▶ _EXERCISE GOAL_
Please list every line below that contains the string "metal" and copy each one in full.

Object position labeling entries
▼

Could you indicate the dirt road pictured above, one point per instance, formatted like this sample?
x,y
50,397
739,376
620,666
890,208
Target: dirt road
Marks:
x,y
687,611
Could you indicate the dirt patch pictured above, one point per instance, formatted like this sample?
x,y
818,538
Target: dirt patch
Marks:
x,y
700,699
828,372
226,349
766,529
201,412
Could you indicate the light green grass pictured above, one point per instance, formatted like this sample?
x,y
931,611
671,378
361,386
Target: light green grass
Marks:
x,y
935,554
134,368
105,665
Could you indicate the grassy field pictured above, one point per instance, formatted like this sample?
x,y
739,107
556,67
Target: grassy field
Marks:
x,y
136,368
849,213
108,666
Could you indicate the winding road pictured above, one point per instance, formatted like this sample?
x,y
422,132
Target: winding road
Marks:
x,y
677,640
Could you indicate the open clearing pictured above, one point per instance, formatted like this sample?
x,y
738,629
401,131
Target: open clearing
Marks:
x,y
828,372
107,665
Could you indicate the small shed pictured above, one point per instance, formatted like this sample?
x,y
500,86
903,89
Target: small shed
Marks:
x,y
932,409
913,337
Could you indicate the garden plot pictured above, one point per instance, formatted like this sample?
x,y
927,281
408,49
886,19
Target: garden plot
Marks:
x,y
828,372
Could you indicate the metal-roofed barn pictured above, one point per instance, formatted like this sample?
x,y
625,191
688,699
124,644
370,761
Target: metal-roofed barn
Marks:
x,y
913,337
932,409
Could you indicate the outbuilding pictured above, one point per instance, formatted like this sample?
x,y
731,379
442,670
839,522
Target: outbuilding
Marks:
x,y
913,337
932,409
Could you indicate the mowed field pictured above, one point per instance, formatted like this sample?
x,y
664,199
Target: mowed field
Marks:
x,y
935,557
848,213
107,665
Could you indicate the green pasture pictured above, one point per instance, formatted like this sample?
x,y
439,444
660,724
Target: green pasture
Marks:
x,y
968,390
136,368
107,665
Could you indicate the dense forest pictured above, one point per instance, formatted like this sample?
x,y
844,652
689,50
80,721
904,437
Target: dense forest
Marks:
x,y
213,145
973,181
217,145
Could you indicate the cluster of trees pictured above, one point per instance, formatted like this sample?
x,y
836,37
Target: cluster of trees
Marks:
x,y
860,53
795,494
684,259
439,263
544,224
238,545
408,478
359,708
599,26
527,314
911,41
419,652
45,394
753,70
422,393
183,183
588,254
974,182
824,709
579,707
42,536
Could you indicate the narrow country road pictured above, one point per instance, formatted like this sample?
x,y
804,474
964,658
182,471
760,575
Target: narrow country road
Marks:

▲
▼

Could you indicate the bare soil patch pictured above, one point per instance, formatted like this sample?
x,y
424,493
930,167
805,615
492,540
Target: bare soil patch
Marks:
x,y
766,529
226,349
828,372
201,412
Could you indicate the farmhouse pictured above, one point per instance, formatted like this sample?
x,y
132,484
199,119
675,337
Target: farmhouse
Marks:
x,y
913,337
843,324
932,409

▲

▶ _ANSWER TO THE TASK_
Could you indicate the metal-roofed barn pictured above, one point per instance, formatted like this sample?
Target: metal-roofed barn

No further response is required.